- _What the task asks_: Nothing but the images is to be left out of your exact copy of the entries.

- _Task inputs_:
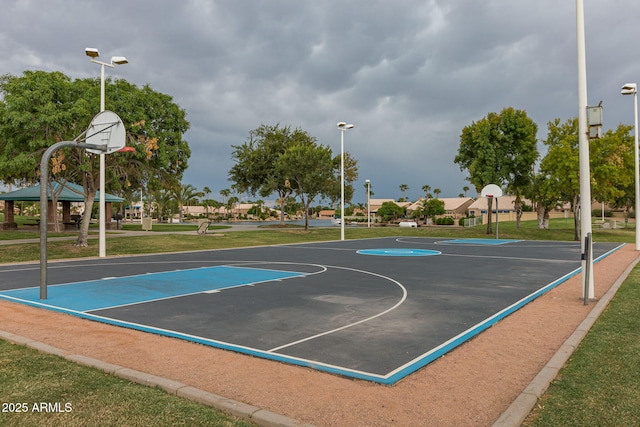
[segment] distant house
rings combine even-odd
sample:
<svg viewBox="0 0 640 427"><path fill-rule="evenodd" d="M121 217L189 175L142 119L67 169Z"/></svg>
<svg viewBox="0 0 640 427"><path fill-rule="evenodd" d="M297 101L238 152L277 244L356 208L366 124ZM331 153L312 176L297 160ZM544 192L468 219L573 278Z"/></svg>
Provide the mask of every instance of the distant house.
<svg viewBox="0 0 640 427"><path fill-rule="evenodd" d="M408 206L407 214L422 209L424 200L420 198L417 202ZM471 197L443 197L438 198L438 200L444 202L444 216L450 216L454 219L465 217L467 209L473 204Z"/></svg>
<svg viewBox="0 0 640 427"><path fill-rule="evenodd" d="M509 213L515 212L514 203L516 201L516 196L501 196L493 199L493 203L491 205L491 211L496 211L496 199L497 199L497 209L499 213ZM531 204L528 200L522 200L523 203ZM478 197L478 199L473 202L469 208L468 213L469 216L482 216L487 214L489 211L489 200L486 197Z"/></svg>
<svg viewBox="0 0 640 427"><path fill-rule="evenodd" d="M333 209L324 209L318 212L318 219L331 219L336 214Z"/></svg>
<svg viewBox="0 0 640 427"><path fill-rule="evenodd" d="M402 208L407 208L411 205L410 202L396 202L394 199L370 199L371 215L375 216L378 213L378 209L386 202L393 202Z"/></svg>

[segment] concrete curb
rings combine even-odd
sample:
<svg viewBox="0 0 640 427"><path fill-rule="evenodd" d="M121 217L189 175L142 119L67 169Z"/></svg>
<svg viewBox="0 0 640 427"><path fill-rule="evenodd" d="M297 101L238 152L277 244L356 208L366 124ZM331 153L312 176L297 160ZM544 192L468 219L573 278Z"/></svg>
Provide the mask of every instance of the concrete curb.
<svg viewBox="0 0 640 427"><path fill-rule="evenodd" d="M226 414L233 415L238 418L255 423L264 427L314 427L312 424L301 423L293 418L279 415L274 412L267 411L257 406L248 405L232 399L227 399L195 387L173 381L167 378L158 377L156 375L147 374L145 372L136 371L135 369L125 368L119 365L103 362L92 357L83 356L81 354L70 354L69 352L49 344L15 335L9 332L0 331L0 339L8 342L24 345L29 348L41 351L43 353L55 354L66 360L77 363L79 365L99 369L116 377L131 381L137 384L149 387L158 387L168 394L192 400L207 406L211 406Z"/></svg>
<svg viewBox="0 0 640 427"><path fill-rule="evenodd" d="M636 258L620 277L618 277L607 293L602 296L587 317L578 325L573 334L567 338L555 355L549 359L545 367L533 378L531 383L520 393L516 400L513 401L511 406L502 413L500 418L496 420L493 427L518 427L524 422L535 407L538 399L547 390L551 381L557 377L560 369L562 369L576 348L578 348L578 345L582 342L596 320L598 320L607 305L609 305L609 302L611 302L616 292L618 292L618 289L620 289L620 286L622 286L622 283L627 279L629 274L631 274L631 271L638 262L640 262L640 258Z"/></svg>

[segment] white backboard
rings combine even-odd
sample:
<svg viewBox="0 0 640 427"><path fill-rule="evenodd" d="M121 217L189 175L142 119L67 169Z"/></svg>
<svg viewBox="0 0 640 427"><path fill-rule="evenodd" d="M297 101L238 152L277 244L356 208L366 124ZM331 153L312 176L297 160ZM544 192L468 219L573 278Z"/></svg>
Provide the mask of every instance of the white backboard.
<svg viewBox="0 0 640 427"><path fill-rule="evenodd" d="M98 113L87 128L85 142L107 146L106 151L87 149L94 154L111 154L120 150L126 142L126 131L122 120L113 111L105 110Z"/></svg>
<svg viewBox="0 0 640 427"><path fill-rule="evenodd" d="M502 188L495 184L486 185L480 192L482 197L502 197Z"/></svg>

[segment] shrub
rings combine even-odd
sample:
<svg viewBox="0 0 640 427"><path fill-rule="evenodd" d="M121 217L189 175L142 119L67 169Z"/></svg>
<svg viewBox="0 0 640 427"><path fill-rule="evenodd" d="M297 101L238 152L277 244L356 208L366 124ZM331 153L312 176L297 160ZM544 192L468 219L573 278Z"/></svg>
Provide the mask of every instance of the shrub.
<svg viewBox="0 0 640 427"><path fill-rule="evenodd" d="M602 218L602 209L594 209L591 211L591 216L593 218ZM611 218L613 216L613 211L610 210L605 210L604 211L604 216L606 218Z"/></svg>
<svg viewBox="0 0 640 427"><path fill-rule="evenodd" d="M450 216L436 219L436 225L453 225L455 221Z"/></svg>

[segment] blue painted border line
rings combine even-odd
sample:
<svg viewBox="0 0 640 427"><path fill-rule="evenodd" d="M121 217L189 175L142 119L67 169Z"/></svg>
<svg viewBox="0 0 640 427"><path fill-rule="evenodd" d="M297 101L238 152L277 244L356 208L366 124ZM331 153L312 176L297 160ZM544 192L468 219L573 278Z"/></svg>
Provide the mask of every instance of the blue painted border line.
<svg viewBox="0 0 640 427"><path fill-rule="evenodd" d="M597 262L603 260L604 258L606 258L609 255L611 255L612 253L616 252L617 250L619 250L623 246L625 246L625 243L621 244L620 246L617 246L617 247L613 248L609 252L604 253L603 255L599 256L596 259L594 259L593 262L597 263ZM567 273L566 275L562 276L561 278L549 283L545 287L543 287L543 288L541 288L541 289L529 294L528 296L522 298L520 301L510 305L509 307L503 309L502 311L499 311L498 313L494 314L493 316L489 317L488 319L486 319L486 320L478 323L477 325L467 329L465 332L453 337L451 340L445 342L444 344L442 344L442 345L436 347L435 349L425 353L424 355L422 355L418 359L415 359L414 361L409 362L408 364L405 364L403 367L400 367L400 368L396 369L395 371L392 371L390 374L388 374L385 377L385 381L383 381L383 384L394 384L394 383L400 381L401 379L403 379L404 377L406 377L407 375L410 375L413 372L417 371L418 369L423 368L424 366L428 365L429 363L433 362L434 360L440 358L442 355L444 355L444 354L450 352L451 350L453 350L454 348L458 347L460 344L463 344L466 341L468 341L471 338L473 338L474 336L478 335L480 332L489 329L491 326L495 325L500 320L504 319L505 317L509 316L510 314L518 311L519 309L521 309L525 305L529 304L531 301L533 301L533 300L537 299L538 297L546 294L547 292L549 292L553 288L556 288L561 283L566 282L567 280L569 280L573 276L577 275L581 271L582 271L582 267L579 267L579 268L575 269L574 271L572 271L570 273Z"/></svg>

- _Task output_:
[segment] distant house
rings combine even-odd
sample:
<svg viewBox="0 0 640 427"><path fill-rule="evenodd" d="M121 217L189 175L142 119L67 169Z"/></svg>
<svg viewBox="0 0 640 427"><path fill-rule="evenodd" d="M297 101L238 152L277 244L356 208L366 124ZM331 153L312 176L297 160ZM544 192L468 219L573 278Z"/></svg>
Provide the mask of every instance of the distant house.
<svg viewBox="0 0 640 427"><path fill-rule="evenodd" d="M408 206L407 214L422 209L424 200L420 198L417 202ZM471 197L443 197L438 198L438 200L444 202L444 216L450 216L454 219L465 217L467 209L473 204Z"/></svg>
<svg viewBox="0 0 640 427"><path fill-rule="evenodd" d="M509 213L515 212L514 203L516 201L516 196L501 196L493 199L493 203L491 205L491 211L496 211L496 199L497 199L497 209L499 213ZM531 204L528 200L522 200L523 203ZM478 197L478 199L473 202L469 208L468 213L469 216L482 216L487 214L489 211L489 200L486 197Z"/></svg>
<svg viewBox="0 0 640 427"><path fill-rule="evenodd" d="M333 209L324 209L318 212L318 219L331 219L336 214Z"/></svg>
<svg viewBox="0 0 640 427"><path fill-rule="evenodd" d="M402 208L407 208L411 205L410 202L396 202L394 199L370 199L371 215L375 216L378 213L378 209L386 202L393 202Z"/></svg>

[segment] concrete curb
rings combine even-odd
sample:
<svg viewBox="0 0 640 427"><path fill-rule="evenodd" d="M121 217L189 175L142 119L67 169Z"/></svg>
<svg viewBox="0 0 640 427"><path fill-rule="evenodd" d="M297 101L238 152L277 244L356 208L366 124ZM331 153L312 176L297 160ZM544 192L468 219L573 278Z"/></svg>
Provide the mask of every instance of the concrete curb.
<svg viewBox="0 0 640 427"><path fill-rule="evenodd" d="M226 414L233 415L238 418L255 423L264 427L314 427L312 424L301 423L293 418L279 415L274 412L267 411L257 406L248 405L232 399L227 399L195 387L173 381L167 378L158 377L156 375L147 374L145 372L136 371L135 369L125 368L119 365L103 362L92 357L83 356L81 354L70 354L69 352L49 344L15 335L9 332L0 331L0 339L8 342L24 345L29 348L41 351L43 353L55 354L66 360L77 363L79 365L99 369L116 377L131 381L137 384L149 387L158 387L168 394L192 400L207 406L211 406Z"/></svg>
<svg viewBox="0 0 640 427"><path fill-rule="evenodd" d="M636 258L620 277L618 277L607 293L602 296L587 317L578 325L573 334L567 338L555 355L549 359L545 367L533 378L531 383L520 393L516 400L513 401L511 406L502 413L500 418L496 420L493 427L518 427L524 422L535 407L538 399L547 390L551 381L557 377L560 369L562 369L576 348L578 348L578 345L582 342L596 320L598 320L607 305L609 305L609 302L611 302L616 292L618 292L618 289L620 289L620 286L622 286L622 283L627 279L629 274L631 274L631 271L638 262L640 262L640 258Z"/></svg>

[segment] white backboard
rings combine even-odd
sample:
<svg viewBox="0 0 640 427"><path fill-rule="evenodd" d="M121 217L189 175L142 119L67 169Z"/></svg>
<svg viewBox="0 0 640 427"><path fill-rule="evenodd" d="M297 101L238 152L277 244L356 208L366 124ZM331 153L312 176L297 160ZM544 192L468 219L573 278Z"/></svg>
Provide the mask of every instance of the white backboard.
<svg viewBox="0 0 640 427"><path fill-rule="evenodd" d="M98 113L87 128L85 142L107 146L106 151L87 149L94 154L111 154L120 150L126 142L126 131L122 120L113 111L105 110Z"/></svg>
<svg viewBox="0 0 640 427"><path fill-rule="evenodd" d="M502 188L495 184L486 185L480 192L482 197L502 197Z"/></svg>

[segment] shrub
rings combine even-odd
sample:
<svg viewBox="0 0 640 427"><path fill-rule="evenodd" d="M121 217L189 175L142 119L67 169Z"/></svg>
<svg viewBox="0 0 640 427"><path fill-rule="evenodd" d="M297 101L238 152L277 244L356 208L366 124ZM331 153L312 176L297 160ZM544 192L468 219L573 278Z"/></svg>
Provide the mask of every instance of the shrub.
<svg viewBox="0 0 640 427"><path fill-rule="evenodd" d="M602 218L602 209L594 209L591 211L591 216L593 218ZM611 218L613 216L613 211L610 210L605 210L604 211L604 216L606 218Z"/></svg>
<svg viewBox="0 0 640 427"><path fill-rule="evenodd" d="M450 216L436 219L436 225L453 225L455 221Z"/></svg>

[segment] blue painted border line
rings combine even-odd
sample:
<svg viewBox="0 0 640 427"><path fill-rule="evenodd" d="M121 217L189 175L142 119L67 169Z"/></svg>
<svg viewBox="0 0 640 427"><path fill-rule="evenodd" d="M297 101L238 152L277 244L356 208L366 124ZM331 153L312 176L297 160ZM544 192L468 219L573 278Z"/></svg>
Provide the mask of every instance of the blue painted border line.
<svg viewBox="0 0 640 427"><path fill-rule="evenodd" d="M597 262L603 260L604 258L606 258L609 255L611 255L612 253L616 252L617 250L619 250L623 246L625 246L625 243L621 244L620 246L617 246L617 247L613 248L609 252L604 253L603 255L599 256L596 259L594 259L593 262L597 263ZM567 273L566 275L562 276L561 278L549 283L545 287L543 287L543 288L541 288L541 289L529 294L528 296L522 298L520 301L510 305L509 307L503 309L502 311L499 311L498 313L494 314L493 316L489 317L488 319L486 319L486 320L478 323L477 325L467 329L465 332L453 337L451 340L445 342L444 344L442 344L442 345L436 347L435 349L425 353L424 355L422 355L418 359L415 359L414 361L409 362L408 364L405 364L403 367L400 367L400 368L396 369L395 371L392 371L390 374L388 374L385 377L385 381L383 381L383 384L394 384L394 383L400 381L401 379L403 379L404 377L406 377L407 375L410 375L413 372L417 371L418 369L423 368L424 366L428 365L429 363L433 362L434 360L440 358L442 355L444 355L444 354L450 352L451 350L453 350L454 348L458 347L460 344L463 344L466 341L468 341L471 338L473 338L474 336L478 335L480 332L489 329L491 326L495 325L500 320L504 319L505 317L509 316L510 314L518 311L519 309L521 309L525 305L529 304L531 301L533 301L533 300L537 299L538 297L546 294L547 292L549 292L553 288L556 288L561 283L566 282L567 280L569 280L573 276L577 275L581 271L582 271L582 267L579 267L579 268L575 269L574 271L572 271L570 273Z"/></svg>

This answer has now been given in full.